▶ Exercise prompt
Update the items from "Could you please outline every instance of the grassy hilltop?" through "[[[0,106],[0,169],[256,168],[255,110]]]" by changing "grassy hilltop" to "green hillside" and keeping all other text the same.
--- begin Material to process ---
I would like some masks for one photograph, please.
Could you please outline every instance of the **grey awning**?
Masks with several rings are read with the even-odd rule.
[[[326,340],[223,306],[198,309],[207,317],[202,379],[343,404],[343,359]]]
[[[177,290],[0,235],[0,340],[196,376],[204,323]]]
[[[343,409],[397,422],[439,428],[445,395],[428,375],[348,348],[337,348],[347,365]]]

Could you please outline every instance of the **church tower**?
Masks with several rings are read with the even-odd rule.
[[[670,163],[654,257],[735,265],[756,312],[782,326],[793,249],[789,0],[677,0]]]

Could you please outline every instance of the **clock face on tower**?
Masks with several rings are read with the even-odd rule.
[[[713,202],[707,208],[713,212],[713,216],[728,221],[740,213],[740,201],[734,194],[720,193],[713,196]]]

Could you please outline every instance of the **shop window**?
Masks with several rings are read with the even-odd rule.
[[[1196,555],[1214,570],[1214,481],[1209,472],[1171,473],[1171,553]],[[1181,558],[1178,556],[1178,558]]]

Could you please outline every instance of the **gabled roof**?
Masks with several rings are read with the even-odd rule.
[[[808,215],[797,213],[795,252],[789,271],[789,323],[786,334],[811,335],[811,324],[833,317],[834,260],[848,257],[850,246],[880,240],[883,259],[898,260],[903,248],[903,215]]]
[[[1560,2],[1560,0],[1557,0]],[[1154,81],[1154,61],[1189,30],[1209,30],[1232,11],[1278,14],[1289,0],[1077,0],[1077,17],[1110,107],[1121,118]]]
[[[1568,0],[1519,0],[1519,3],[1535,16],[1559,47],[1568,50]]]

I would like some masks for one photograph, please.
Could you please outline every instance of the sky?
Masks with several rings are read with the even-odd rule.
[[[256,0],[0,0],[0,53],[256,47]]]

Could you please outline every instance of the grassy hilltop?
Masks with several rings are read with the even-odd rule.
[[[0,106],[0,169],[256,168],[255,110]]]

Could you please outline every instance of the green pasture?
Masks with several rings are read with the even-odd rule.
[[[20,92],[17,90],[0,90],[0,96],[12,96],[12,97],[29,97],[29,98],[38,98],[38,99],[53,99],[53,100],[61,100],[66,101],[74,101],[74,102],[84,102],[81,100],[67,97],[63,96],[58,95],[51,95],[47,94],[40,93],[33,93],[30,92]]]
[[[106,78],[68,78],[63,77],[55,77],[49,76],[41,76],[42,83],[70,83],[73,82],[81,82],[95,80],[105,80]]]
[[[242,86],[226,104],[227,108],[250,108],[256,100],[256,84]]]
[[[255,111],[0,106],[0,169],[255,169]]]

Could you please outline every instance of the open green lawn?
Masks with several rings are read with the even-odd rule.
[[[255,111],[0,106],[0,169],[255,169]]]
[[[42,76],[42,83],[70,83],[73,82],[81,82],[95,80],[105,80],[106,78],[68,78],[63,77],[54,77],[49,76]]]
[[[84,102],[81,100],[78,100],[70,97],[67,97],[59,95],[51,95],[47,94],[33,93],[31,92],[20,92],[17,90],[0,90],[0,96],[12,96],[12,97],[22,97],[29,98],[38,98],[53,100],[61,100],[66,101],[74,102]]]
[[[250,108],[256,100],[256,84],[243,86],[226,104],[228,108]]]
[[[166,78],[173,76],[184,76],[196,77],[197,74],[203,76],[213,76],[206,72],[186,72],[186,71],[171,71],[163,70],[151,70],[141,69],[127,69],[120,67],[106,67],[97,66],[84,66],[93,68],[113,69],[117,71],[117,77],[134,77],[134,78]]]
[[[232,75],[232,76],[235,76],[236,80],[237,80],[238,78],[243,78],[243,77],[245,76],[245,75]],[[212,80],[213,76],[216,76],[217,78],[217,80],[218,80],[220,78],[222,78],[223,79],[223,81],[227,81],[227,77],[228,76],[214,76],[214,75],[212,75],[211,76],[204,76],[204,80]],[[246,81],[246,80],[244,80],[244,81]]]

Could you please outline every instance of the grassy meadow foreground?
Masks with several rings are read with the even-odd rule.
--- end Material to process ---
--- begin Material to process ---
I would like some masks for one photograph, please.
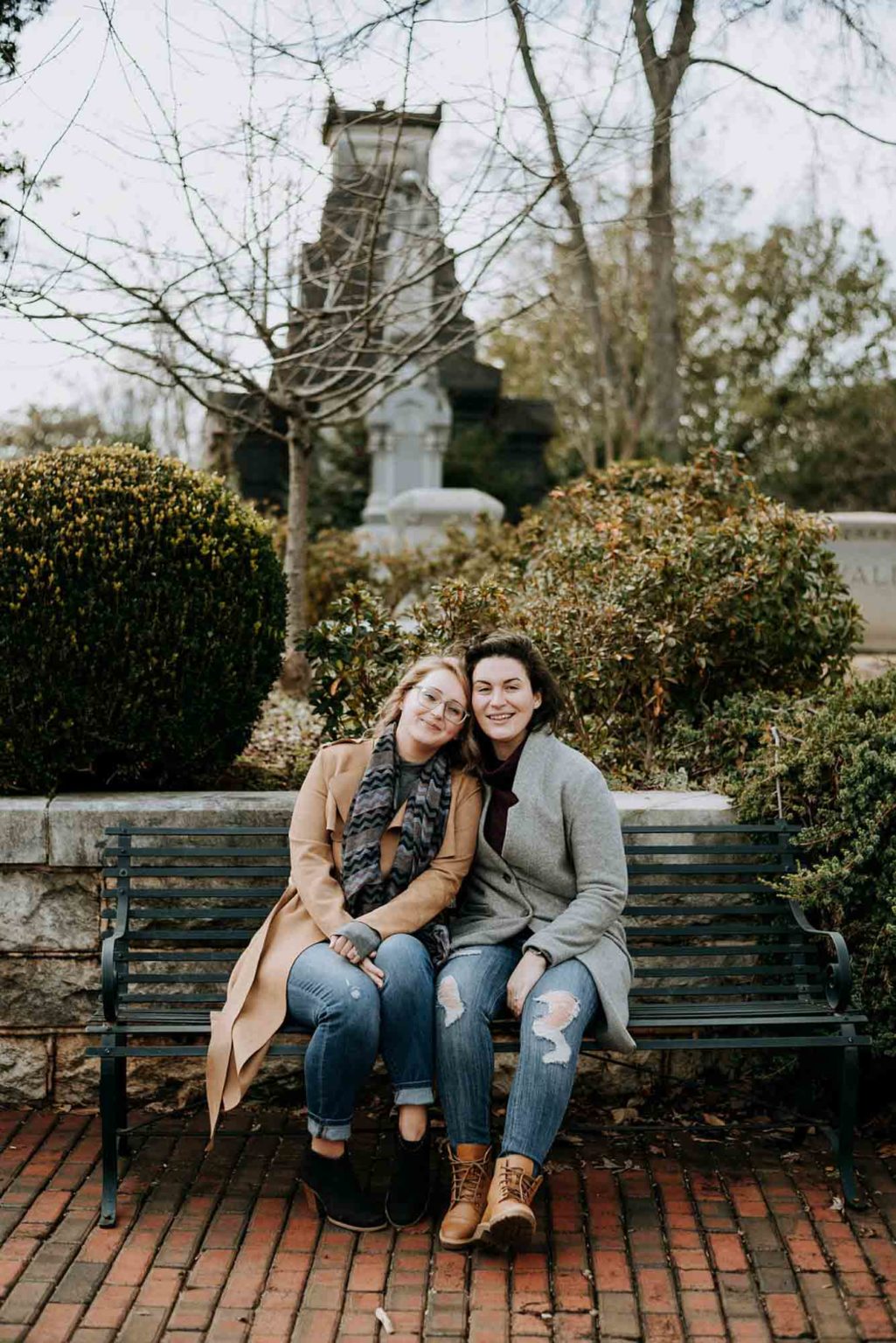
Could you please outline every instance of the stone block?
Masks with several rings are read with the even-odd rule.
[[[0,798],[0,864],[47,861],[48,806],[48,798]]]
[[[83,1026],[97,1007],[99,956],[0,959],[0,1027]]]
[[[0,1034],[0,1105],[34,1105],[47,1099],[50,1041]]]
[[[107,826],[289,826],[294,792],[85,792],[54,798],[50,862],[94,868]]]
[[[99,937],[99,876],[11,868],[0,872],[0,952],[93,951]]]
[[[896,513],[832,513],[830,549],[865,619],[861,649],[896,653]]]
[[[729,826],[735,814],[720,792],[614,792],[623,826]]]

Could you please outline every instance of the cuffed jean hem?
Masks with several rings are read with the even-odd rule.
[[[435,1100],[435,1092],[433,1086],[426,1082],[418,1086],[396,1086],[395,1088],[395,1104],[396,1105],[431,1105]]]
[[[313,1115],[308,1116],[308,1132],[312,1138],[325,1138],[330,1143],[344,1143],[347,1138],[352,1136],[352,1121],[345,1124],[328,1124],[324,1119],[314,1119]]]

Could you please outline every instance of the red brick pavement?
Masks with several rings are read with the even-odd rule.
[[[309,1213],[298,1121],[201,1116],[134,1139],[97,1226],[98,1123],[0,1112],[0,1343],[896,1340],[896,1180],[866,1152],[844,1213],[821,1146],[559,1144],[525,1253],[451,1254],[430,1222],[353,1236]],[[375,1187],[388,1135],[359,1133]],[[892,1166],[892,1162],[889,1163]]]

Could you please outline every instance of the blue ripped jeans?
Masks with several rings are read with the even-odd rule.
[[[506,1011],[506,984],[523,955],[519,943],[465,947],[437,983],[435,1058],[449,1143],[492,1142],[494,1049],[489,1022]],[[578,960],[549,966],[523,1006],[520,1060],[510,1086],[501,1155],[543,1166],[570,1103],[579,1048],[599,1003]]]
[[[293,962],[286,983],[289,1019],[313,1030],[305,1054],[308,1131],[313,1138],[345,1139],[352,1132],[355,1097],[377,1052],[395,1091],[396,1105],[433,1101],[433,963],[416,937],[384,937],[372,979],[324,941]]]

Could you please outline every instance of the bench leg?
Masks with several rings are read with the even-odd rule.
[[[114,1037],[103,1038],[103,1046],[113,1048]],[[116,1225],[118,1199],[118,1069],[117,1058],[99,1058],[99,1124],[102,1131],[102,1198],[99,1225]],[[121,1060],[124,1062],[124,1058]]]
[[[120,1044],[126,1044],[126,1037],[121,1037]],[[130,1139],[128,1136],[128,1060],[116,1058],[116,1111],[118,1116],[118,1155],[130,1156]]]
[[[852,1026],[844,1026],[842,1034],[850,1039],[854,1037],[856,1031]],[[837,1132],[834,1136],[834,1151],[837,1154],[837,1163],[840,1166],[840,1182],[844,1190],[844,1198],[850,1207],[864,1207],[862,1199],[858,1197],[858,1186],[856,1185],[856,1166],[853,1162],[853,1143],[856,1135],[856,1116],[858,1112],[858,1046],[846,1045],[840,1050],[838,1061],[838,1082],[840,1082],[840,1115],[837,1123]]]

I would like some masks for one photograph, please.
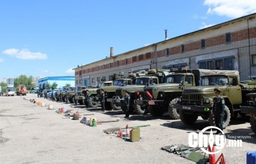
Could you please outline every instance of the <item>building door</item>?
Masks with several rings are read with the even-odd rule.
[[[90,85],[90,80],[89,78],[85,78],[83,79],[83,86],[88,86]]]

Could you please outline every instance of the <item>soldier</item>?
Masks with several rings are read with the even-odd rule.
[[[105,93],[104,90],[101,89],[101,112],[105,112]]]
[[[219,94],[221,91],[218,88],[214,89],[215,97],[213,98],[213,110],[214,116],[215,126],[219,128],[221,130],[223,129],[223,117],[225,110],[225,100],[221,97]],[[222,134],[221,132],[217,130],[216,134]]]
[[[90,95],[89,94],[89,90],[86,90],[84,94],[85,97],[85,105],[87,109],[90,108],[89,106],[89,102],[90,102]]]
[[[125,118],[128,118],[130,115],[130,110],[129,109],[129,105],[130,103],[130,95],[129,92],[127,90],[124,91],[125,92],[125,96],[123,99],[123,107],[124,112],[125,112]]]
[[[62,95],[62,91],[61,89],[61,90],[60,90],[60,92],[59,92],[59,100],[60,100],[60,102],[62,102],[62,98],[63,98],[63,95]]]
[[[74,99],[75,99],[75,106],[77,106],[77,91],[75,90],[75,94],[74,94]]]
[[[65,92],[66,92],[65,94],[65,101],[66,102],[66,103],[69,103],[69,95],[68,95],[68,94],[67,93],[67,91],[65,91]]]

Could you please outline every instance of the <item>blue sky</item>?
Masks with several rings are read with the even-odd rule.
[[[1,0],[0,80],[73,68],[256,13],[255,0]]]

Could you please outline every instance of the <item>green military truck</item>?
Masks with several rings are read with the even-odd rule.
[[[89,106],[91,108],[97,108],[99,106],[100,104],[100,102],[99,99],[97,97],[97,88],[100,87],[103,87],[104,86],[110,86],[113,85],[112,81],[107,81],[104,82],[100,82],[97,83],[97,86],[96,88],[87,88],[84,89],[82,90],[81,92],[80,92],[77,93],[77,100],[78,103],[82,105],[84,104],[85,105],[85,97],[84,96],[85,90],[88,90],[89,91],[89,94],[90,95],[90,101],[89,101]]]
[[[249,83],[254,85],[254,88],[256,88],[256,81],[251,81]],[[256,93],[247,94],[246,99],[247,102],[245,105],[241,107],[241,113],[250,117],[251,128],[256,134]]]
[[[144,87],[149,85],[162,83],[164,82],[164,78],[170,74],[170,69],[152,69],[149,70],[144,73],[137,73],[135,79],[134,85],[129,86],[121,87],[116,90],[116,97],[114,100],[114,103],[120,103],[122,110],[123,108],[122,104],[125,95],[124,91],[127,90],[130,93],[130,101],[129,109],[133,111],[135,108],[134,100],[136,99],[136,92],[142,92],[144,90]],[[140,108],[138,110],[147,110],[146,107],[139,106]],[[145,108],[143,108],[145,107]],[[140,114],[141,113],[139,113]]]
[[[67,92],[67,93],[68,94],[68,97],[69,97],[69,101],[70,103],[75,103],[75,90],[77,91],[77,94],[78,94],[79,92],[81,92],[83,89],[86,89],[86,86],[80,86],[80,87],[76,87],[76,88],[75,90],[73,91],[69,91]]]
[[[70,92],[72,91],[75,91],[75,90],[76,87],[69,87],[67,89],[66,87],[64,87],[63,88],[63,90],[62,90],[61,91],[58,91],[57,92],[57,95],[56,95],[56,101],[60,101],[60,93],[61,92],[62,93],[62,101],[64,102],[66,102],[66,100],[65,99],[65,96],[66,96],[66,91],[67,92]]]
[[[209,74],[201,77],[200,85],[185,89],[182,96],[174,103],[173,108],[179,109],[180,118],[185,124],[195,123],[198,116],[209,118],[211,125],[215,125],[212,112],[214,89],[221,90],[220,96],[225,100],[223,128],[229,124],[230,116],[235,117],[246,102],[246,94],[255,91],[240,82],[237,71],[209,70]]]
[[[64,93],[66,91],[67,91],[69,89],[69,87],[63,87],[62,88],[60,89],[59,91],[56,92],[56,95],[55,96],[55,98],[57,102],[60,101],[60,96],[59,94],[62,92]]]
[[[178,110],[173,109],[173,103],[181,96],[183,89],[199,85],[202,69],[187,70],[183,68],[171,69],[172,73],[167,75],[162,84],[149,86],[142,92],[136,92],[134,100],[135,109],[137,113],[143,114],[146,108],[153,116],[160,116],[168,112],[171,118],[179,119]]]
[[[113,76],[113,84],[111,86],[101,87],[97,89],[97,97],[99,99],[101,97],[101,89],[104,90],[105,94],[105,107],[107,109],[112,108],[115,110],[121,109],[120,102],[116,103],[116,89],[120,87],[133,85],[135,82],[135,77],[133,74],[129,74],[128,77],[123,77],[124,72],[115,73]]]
--- end Material to process ---
▶ Expected answer
Could you please outline every instance of the green hillside?
Masks with several rings are read with the even-odd rule.
[[[0,106],[0,169],[256,168],[255,110]]]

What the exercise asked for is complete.